Heureusement, comme vous l'avez mentionné, Timothy McGrew, un philosophe chrétien de l'ouest du Michigan, a mis en évidence ce qui était faux dans cette théorie. Le problème est que Plantinga pensent à tort que le nombre de preuves est constant alors que les hypothèses s’accumulent. Cela est évidemment faux. Lorsque quelqu'un dit que la probabilité de l'existence de Dieu est de 90% compte tenu des preuves, il n’utilise que les preuves en relation avec l'existence de Dieu. Par exemple, les arguments théistes que je défends comme la preuve par le commencement de l'univers, la preuve de l’ajustement fin de l'univers permettant l’existence d’une vie intelligente, la preuve par les valeurs morales objectives, ou encore la preuve de l'argument ontologique. Aucun des arguments cités sont des preuves concernant Jésus ou les Évangiles. Ils font appel à certains faits généraux de l'expérience tels que des faits moraux ou des faits sur l'origine de l'univers, etc. Lorsque nous imaginons la probabilité que Dieu existe et qu'il voulait se révéler au monde, alors nous complétons les preuves de l’existence de Dieu par les preuves que Dieu voulait se révéler au monde. De même, lorsque nous demandons quelle est la probabilité que Dieu existe et qu'il voudrait se révéler et que Jésus a existé, nous ajoutons encore de nouvelles preuves. Tant que les preuves continuent d'augmenter au fur et à mesure que de nouvelles hypothèses sont envisagées, il importe peu que les hypothèses s’accumulent en série. L'erreur de Plantinga est de penser que le nombre de preuves avancées reste constant alors que de nouvelles hypothèses ne cessent de s’ajouter. C’est totalement faux. En réalité, les preuves s'accumulent et ainsi la probabilité de la conjonction des hypothèses peut même être amené à augmenter ! Étant donné l’ajout de preuves supplémentaires, la probabilité que Dieu ait ressuscité Jésus d'entre les morts pourrait en fait être plus grande que la probabilité antérieure du simple fait que Dieu existe. Par conséquent, l'objection de Plantinga basée sur les probabilités en diminution s'avère être une mauvaise conceptualisation.

À vrai dire, Plantinga était d'accord avec l'analyse de McGrew et a précisé qu'il s'opposait simplement à la façon dont Swinburne avait initialement formulé son argument, qui, selon Plantinga, était soumis au problème de la diminution des probabilités. Swinburne a répondu que son intention était d'offrir un argument de probabilité dans le sens de McGrew.

ENTRÉES EXTRAITES:
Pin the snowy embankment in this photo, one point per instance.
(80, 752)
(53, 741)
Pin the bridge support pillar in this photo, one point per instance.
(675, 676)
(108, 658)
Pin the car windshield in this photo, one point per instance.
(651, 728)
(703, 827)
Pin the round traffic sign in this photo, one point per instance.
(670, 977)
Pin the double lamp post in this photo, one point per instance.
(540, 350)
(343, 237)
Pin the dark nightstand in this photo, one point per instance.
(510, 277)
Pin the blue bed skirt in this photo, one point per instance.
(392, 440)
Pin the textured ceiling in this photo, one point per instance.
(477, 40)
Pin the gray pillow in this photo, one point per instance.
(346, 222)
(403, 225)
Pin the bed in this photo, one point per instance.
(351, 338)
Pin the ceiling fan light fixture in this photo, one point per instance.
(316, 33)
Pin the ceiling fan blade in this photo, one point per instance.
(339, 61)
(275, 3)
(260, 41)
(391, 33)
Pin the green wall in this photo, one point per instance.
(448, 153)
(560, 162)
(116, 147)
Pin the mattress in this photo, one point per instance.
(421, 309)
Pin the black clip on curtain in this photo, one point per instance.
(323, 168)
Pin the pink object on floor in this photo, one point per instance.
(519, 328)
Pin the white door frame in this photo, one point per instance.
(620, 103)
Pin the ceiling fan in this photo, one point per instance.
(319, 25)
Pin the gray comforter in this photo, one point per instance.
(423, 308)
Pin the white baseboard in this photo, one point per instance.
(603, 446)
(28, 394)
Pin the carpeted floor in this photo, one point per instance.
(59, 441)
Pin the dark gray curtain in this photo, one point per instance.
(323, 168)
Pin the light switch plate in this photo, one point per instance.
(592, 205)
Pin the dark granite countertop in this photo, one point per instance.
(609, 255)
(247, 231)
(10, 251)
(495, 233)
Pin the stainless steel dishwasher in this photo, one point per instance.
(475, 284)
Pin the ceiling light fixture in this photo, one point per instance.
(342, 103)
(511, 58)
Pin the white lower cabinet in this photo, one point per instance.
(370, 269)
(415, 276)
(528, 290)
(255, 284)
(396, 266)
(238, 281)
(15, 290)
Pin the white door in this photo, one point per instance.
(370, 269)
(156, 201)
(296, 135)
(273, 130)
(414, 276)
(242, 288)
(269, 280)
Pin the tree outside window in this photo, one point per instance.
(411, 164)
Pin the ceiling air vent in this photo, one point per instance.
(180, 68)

ÉNONCÉ DE L'EXERCICE: D'après le texte sur l'objection de Plantinga, pourquoi la probabilité d'une conjonction d'hypothèses peut-elle augmenter au lieu de diminuer ? Répondez en une à trois phrases.

CORRIGÉ RÉDIGÉ: Les preuves ne restent pas constantes : chaque nouvelle hypothèse envisagée s'accompagne de preuves supplémentaires, par exemple les preuves que Dieu voulait se révéler au monde. Plantinga avait tort de croire que le nombre de preuves reste fixe pendant que les hypothèses s'accumulent. Comme les preuves s'accumulent elles aussi, la probabilité de la conjonction peut même croître.